• [What the task requires]
Retype the material in full, keeping every word the same.

··· Supplied material

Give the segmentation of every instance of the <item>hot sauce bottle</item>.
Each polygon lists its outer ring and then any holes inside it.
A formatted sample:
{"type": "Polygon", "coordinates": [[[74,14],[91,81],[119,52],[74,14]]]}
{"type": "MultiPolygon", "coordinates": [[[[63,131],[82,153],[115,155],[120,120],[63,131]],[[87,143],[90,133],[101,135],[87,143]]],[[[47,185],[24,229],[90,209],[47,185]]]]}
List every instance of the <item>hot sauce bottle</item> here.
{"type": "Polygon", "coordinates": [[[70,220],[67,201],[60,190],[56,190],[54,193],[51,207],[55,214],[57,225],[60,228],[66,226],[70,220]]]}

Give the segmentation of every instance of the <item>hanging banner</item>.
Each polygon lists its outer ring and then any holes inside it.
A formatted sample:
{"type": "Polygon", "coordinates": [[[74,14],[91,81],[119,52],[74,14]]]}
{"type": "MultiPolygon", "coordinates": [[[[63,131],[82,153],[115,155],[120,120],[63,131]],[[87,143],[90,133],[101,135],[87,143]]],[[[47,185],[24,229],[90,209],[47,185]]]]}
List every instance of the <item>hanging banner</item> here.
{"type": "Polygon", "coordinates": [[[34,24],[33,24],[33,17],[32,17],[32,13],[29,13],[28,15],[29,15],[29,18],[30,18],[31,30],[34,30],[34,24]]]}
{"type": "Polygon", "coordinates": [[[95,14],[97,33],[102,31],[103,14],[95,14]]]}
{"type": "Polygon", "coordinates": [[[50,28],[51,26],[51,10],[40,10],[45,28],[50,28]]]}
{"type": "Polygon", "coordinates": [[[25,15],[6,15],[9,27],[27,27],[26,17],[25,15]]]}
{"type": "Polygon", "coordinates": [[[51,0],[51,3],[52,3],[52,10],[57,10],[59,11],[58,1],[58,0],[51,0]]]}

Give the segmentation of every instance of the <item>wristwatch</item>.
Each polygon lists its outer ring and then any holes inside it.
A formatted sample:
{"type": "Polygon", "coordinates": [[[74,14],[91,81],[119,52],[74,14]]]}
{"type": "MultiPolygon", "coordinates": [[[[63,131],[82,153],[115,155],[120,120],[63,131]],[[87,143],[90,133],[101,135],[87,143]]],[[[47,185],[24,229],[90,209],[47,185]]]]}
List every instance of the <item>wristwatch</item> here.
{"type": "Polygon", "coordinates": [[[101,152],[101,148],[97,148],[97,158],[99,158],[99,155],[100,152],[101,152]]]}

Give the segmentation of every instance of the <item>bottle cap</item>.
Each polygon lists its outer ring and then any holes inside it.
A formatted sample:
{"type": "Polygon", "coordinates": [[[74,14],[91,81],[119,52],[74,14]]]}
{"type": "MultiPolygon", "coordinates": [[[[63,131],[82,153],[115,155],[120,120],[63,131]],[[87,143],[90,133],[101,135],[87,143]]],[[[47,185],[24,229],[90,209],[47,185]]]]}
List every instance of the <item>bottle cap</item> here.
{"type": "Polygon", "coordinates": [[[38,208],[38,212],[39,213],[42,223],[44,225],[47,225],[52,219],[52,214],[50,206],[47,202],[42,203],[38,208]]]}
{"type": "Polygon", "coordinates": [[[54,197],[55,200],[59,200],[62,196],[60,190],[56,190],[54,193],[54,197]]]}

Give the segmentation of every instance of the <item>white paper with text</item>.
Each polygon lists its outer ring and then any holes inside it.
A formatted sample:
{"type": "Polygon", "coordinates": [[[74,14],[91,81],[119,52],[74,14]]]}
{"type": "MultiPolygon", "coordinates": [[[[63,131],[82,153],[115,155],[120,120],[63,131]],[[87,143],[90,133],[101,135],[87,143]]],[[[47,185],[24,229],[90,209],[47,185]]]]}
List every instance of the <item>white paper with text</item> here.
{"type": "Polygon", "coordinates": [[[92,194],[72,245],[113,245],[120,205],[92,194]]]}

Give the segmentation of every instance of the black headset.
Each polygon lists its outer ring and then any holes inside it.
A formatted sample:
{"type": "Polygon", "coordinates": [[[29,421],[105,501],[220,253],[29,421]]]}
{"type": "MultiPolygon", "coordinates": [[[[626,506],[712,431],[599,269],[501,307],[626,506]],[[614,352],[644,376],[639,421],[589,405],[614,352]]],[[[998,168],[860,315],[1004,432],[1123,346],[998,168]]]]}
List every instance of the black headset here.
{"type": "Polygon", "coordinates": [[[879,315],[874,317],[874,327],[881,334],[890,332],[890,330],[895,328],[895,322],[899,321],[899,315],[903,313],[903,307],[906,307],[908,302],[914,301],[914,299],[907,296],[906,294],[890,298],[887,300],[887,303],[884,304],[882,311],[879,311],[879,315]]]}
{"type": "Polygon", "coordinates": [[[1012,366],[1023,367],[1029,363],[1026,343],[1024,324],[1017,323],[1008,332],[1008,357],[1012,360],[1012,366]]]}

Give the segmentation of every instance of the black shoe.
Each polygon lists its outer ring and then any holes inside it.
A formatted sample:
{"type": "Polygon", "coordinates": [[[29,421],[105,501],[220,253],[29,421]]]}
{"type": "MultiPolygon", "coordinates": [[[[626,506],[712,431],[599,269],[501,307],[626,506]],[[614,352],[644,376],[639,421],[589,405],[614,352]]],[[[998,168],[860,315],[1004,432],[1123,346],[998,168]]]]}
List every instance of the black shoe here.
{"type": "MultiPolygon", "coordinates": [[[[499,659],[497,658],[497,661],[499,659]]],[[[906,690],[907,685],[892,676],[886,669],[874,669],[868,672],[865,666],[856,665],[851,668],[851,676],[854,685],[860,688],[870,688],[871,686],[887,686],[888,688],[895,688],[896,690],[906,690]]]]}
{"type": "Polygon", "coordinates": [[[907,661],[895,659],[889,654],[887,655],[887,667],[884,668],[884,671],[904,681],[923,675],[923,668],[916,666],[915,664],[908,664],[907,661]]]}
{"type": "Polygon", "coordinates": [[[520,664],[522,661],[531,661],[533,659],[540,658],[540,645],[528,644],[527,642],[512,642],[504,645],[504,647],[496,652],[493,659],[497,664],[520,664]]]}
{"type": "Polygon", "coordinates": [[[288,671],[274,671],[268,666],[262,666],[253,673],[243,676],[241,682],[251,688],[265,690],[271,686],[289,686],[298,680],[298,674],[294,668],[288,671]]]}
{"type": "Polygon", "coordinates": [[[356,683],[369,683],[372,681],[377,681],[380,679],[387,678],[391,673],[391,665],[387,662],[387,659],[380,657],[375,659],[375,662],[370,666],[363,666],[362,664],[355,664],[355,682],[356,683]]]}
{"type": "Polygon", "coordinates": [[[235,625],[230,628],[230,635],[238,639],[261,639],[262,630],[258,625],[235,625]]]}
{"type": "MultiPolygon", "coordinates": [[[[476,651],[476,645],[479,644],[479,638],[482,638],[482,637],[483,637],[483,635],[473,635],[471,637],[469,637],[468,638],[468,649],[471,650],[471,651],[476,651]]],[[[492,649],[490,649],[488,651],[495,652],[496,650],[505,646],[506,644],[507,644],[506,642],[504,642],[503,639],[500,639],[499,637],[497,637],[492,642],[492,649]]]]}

······

• [Output]
Give the segmentation of every instance of the <item>hot sauce bottle</item>.
Each polygon lists its outer ring and then any holes inside it.
A formatted sample:
{"type": "Polygon", "coordinates": [[[74,14],[91,81],[119,52],[74,14]]]}
{"type": "MultiPolygon", "coordinates": [[[[63,131],[82,153],[115,155],[120,120],[63,131]],[[87,143],[90,133],[101,135],[87,143]]],[[[47,185],[24,229],[90,209],[47,185]]]]}
List every instance of the <item>hot sauce bottle</item> here.
{"type": "Polygon", "coordinates": [[[70,220],[67,201],[60,190],[56,190],[54,193],[51,207],[55,214],[57,225],[60,228],[66,226],[70,220]]]}

Give the segmentation of every instance of the <item>hanging banner</item>.
Each polygon lists its outer ring and then any holes inside it.
A formatted sample:
{"type": "Polygon", "coordinates": [[[74,14],[91,81],[119,52],[74,14]]]}
{"type": "MultiPolygon", "coordinates": [[[[63,131],[82,153],[115,155],[120,120],[63,131]],[[87,143],[90,133],[101,135],[87,143]]],[[[47,185],[24,229],[90,209],[47,185]]]]}
List every instance of the <item>hanging banner</item> here.
{"type": "Polygon", "coordinates": [[[34,24],[33,24],[33,17],[32,17],[32,13],[29,13],[28,15],[29,15],[29,18],[30,18],[31,30],[34,30],[34,24]]]}
{"type": "Polygon", "coordinates": [[[95,14],[97,33],[102,31],[103,14],[95,14]]]}
{"type": "Polygon", "coordinates": [[[50,28],[51,26],[51,10],[40,10],[45,28],[50,28]]]}
{"type": "Polygon", "coordinates": [[[25,15],[6,15],[9,27],[27,27],[26,17],[25,15]]]}
{"type": "Polygon", "coordinates": [[[51,0],[51,3],[52,3],[52,10],[57,10],[59,11],[58,1],[58,0],[51,0]]]}

Give the segmentation of every instance of the <item>wristwatch</item>.
Each polygon lists its outer ring and then any holes inside it.
A formatted sample:
{"type": "Polygon", "coordinates": [[[74,14],[91,81],[119,52],[74,14]]]}
{"type": "MultiPolygon", "coordinates": [[[[63,131],[82,153],[115,155],[120,120],[63,131]],[[87,143],[90,133],[101,135],[87,143]]],[[[47,185],[24,229],[90,209],[47,185]]]]}
List every instance of the <item>wristwatch</item> here.
{"type": "Polygon", "coordinates": [[[101,152],[101,148],[97,148],[97,158],[99,158],[99,155],[100,152],[101,152]]]}

Give the segmentation of every instance of the <item>bottle cap</item>.
Each polygon lists its outer ring and then any holes inside it.
A formatted sample:
{"type": "Polygon", "coordinates": [[[74,14],[91,81],[119,52],[74,14]]]}
{"type": "MultiPolygon", "coordinates": [[[[63,131],[82,153],[115,155],[120,120],[63,131]],[[87,143],[90,133],[101,135],[87,143]]],[[[47,185],[24,229],[90,209],[47,185]]]]}
List every instance of the <item>bottle cap</item> here.
{"type": "Polygon", "coordinates": [[[38,208],[38,212],[39,213],[42,223],[44,225],[47,225],[52,219],[52,214],[50,206],[47,202],[42,203],[38,208]]]}
{"type": "Polygon", "coordinates": [[[54,197],[55,200],[59,200],[62,196],[60,190],[56,190],[54,193],[54,197]]]}

Give the segmentation of every instance of the <item>white paper with text</item>.
Each polygon lists its outer ring and then any holes inside it.
A formatted sample:
{"type": "Polygon", "coordinates": [[[74,14],[91,81],[119,52],[74,14]]]}
{"type": "MultiPolygon", "coordinates": [[[[63,131],[82,153],[115,155],[120,120],[63,131]],[[87,143],[90,133],[101,135],[87,143]]],[[[47,185],[24,229],[90,209],[47,185]]]]}
List every instance of the <item>white paper with text</item> here.
{"type": "Polygon", "coordinates": [[[92,194],[72,245],[113,245],[120,205],[92,194]]]}

Give the segmentation of every instance of the black headset.
Each polygon lists its outer ring and then any holes inside it.
A formatted sample:
{"type": "Polygon", "coordinates": [[[29,421],[105,501],[220,253],[29,421]]]}
{"type": "MultiPolygon", "coordinates": [[[[626,506],[712,431],[599,269],[501,307],[626,506]],[[614,352],[644,376],[639,421],[589,405],[614,352]]],[[[998,168],[860,315],[1004,432],[1123,346],[998,168]]]]}
List every instance of the black headset here.
{"type": "Polygon", "coordinates": [[[879,315],[874,317],[874,327],[881,334],[890,332],[890,330],[895,328],[895,322],[899,321],[899,315],[903,313],[903,307],[906,307],[908,302],[914,301],[914,299],[907,296],[906,294],[890,298],[887,300],[887,303],[884,304],[882,311],[879,311],[879,315]]]}
{"type": "Polygon", "coordinates": [[[1012,366],[1023,367],[1029,363],[1026,343],[1024,324],[1017,323],[1008,332],[1008,357],[1012,360],[1012,366]]]}

Give the segmentation of every instance of the black shoe.
Each polygon lists its outer ring and then any holes inside it.
A formatted sample:
{"type": "Polygon", "coordinates": [[[29,421],[105,501],[220,253],[29,421]]]}
{"type": "MultiPolygon", "coordinates": [[[[626,506],[712,431],[599,269],[501,307],[626,506]],[[614,352],[644,376],[639,421],[589,405],[614,352]]],[[[998,168],[860,315],[1004,432],[1123,346],[998,168]]]]}
List every instance of the black shoe here.
{"type": "MultiPolygon", "coordinates": [[[[499,659],[497,658],[497,661],[499,659]]],[[[906,690],[907,685],[892,676],[886,669],[874,669],[868,672],[865,666],[856,665],[851,668],[851,676],[854,685],[860,688],[870,688],[871,686],[887,686],[888,688],[895,688],[896,690],[906,690]]]]}
{"type": "Polygon", "coordinates": [[[907,661],[895,659],[889,654],[887,655],[887,667],[884,668],[884,671],[904,681],[923,675],[923,668],[916,666],[915,664],[908,664],[907,661]]]}
{"type": "Polygon", "coordinates": [[[520,664],[522,661],[531,661],[533,659],[540,658],[540,645],[528,644],[527,642],[512,642],[504,645],[504,647],[496,652],[493,659],[497,664],[520,664]]]}
{"type": "Polygon", "coordinates": [[[288,671],[274,671],[268,666],[262,666],[253,673],[243,676],[241,682],[251,688],[265,690],[271,686],[289,686],[298,680],[298,674],[294,668],[288,671]]]}
{"type": "Polygon", "coordinates": [[[356,683],[369,683],[372,681],[377,681],[380,679],[387,678],[391,673],[391,665],[387,662],[387,659],[380,657],[375,659],[375,662],[370,666],[363,666],[362,664],[355,664],[355,682],[356,683]]]}
{"type": "Polygon", "coordinates": [[[235,625],[230,628],[230,635],[238,639],[261,639],[262,630],[258,625],[235,625]]]}
{"type": "MultiPolygon", "coordinates": [[[[476,651],[476,645],[479,644],[479,638],[482,638],[482,637],[483,637],[483,635],[473,635],[471,637],[469,637],[468,638],[468,649],[471,650],[471,651],[476,651]]],[[[492,649],[490,649],[488,651],[495,652],[496,650],[505,646],[506,644],[507,644],[506,642],[504,642],[503,639],[500,639],[499,637],[497,637],[492,642],[492,649]]]]}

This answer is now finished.